• **Tareas por resolver**
1. Transcribe del fragmento de página el tramo que va desde "Todo marcha de" hasta "exhibirte—no es TV-Notas).".
2. Según el fragmento de página, ¿en un frenesí de qué se cerró el trato?

Lo difícil de las generalidades simplistavagoexperienciales
Dharmicocristianas quesqueespirituales
Es que como explicaciones todo lo que tienen son analogías
Luís H. Valadez, Eye likes it when ya die/Lord, hear our prayer
Imaginemos por un momento que te dedicas a la actuación (no por dudar de tu tan auténtica autenticidad—ni tantito). Ahora, tan sólo por seguir con este ejercicio, supongamos que desde mediados del año pasado, tu agente, en un frenesí de metanfetaminas y ginebra, cerró un trato tremendo. Este contrato te habrá de convertir en el próximo protagonista de la más históricamente desproporcionada y espectacularmente costosa producción de la vida de Jesus Christ (si eres chava no importa, te maquillan denso, barba postiza, efectos digitales, túnicas holgadas, etc.).
Todo marcha de ensueño durante tu primer año: leyendo el guión en un convento guadalupano, recortándote la barba para viajar a tierra santa, fumando mucho, dejando de fumar, dando entrevistas con lentes oscuros para Oprah, recibiendo bendiciones papales ante una multitud, tomando clases de arameo y de cómo ser crucificado—ya sabes. De pronto, tras un chequeo médico rutinario, se te informa que habrás de morir en exactamente una semana (evitaré los grotescos detalles de cómo y porqué; para no exhibirte—no es TV-Notas).

• **Material de origen**
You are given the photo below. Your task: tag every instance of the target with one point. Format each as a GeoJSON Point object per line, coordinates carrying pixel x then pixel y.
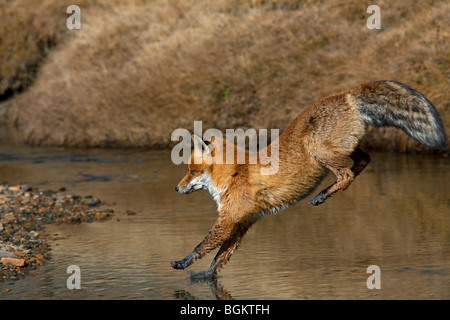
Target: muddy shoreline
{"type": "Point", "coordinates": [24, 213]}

• **Resultados por tarea**
1.
Todo marcha de ensueño durante tu primer año: leyendo el guión en un convento guadalupano, recortándote la barba para viajar a tierra santa, fumando mucho, dejando de fumar, dando entrevistas con lentes oscuros para Oprah, recibiendo bendiciones papales ante una multitud, tomando clases de arameo y de cómo ser crucificado—ya sabes. De pronto, tras un chequeo médico rutinario, se te informa que habrás de morir en exactamente una semana (evitaré los grotescos detalles de cómo y porqué; para no exhibirte—no es TV-Notas).

2. En un frenesí de metanfetaminas y ginebra.